# [GOAL 1]
Tally how many lines of the records below contain the word "chair", and reply with that number alone.

# [EXCERPT PROVIDED]
-- -- --
FIRST DAY OF SCHOOL STUFFED COOKIES
Recipe borrows liberally from Tasty’s recipes for The Ultimate Chocolate Chip Cookies and Stuffed Chocolate Chip Cookies. Check out the notes below for variations!
Ingredients
1 ¼ cups bread flour
1 cup all purpose flour
2 tsp kosher salt
1 tsp baking powder
¾ cup white sugar
¾ cup dark brown sugar
1 cup butter, toasted
1 tsp vanilla extract
2 large eggs
2 ½ cups chocolate chips
Stuffing (hot fudge, Nutella, peanut butter, marshmallow fluff, caramel), chilled
Directions
- Melt one cup (2 sticks) butter and bring to a boil, stirring constantly to ensure an even brown. Once you notice dark flecks in the bottom of the boiling butter, transfer to a liquid measuring cup and allow to sit at room temperature for about 30 minutes. *note: if liquid butter does not reach the 1 cup marker, add water until it reaches that line*
- Sift or whisk together flour, kosher salt, and baking powder in a medium bowl.
- Cream cooled butter, white sugar, and dark brown sugar in a large bowl.
- Add vanilla extract and eggs to the large bowl and combine thoroughly.
- Gradually add dry ingredients to the large bowl (about ⅓ at a time), mixing until just combined.
-- -- --
# [GOAL 2]
Reproduce everything in the cookie recipe above from "FIRST DAY OF" down to "below for variations!".

# [EXTRACTED MATERIAL]
-- -- --
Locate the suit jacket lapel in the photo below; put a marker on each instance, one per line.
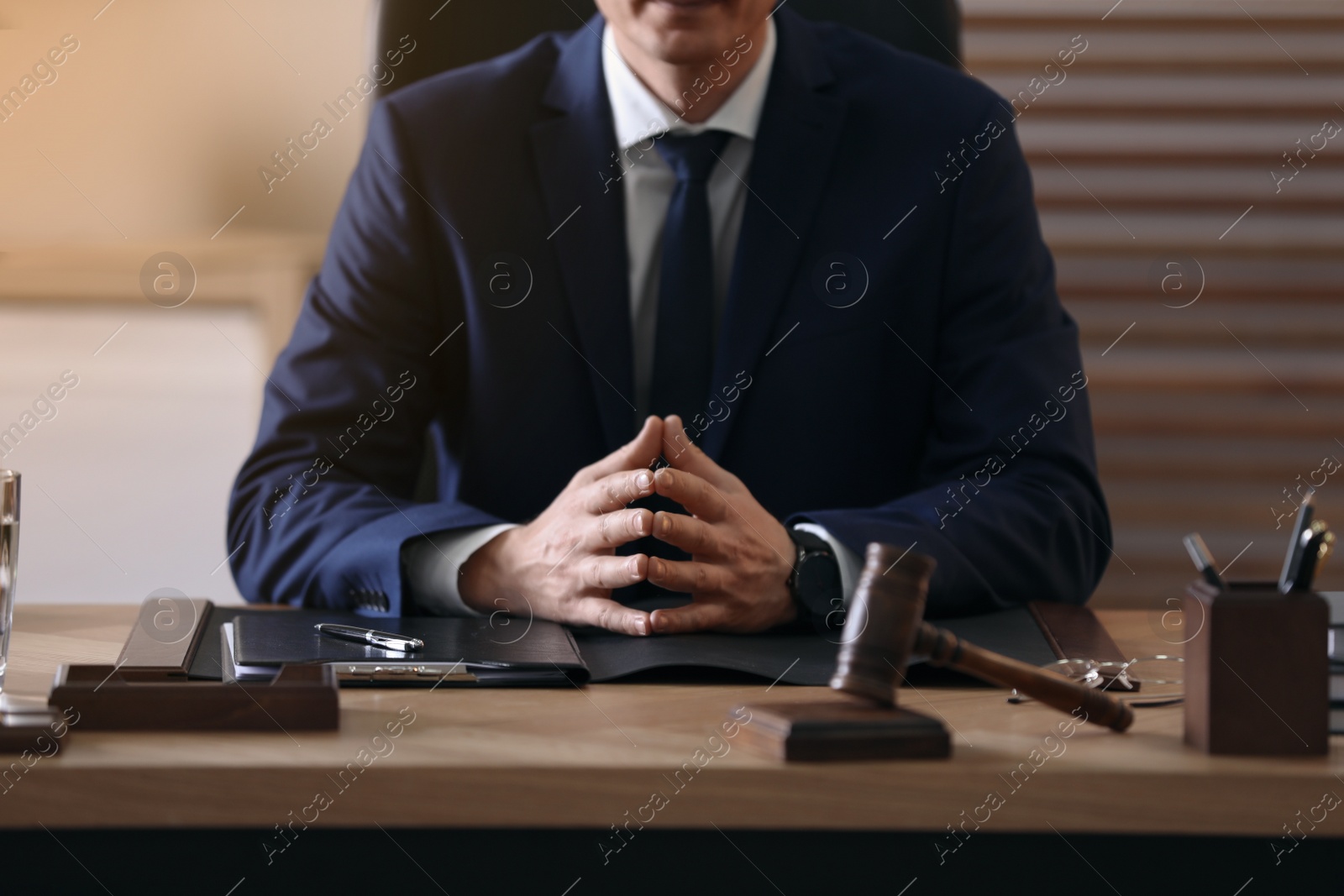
(586, 221)
(795, 145)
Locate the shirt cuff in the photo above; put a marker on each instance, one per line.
(434, 563)
(850, 563)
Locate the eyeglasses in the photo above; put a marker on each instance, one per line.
(1146, 681)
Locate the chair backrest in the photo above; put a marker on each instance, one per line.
(459, 33)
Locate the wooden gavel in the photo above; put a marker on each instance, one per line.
(885, 627)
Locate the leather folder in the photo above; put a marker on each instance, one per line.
(559, 656)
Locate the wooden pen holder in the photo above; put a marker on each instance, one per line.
(1257, 671)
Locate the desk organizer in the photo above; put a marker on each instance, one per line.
(1257, 671)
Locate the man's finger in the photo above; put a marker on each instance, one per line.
(689, 577)
(690, 490)
(605, 613)
(638, 453)
(685, 454)
(620, 527)
(692, 617)
(694, 537)
(606, 571)
(617, 490)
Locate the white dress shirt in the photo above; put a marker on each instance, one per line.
(648, 183)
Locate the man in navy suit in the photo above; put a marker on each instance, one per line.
(810, 264)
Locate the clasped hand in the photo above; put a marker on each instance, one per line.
(562, 566)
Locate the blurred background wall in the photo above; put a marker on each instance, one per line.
(1205, 266)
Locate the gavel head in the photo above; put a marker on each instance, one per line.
(880, 624)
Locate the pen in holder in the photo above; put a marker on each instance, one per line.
(1257, 669)
(8, 560)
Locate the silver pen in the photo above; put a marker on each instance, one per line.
(385, 640)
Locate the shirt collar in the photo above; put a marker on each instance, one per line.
(638, 114)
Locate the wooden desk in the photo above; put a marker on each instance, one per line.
(582, 759)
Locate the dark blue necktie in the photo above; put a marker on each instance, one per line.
(683, 345)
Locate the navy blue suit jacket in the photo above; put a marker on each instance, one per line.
(947, 407)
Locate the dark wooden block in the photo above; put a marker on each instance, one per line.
(1257, 671)
(302, 698)
(34, 732)
(842, 730)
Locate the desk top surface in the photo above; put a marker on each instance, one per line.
(569, 758)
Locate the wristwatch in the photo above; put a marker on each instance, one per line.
(815, 582)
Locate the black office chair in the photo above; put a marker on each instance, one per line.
(460, 33)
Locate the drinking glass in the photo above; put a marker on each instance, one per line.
(8, 560)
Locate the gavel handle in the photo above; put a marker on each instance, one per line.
(945, 649)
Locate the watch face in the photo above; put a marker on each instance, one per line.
(819, 575)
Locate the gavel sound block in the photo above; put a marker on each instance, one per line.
(885, 627)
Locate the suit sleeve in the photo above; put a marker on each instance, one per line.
(1008, 500)
(323, 506)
-- -- --
# [TASK SOLUTION 1]
2

# [TASK SOLUTION 2]
FIRST DAY OF SCHOOL STUFFED COOKIES
Recipe borrows liberally from Tasty’s recipes for The Ultimate Chocolate Chip Cookies and Stuffed Chocolate Chip Cookies. Check out the notes below for variations!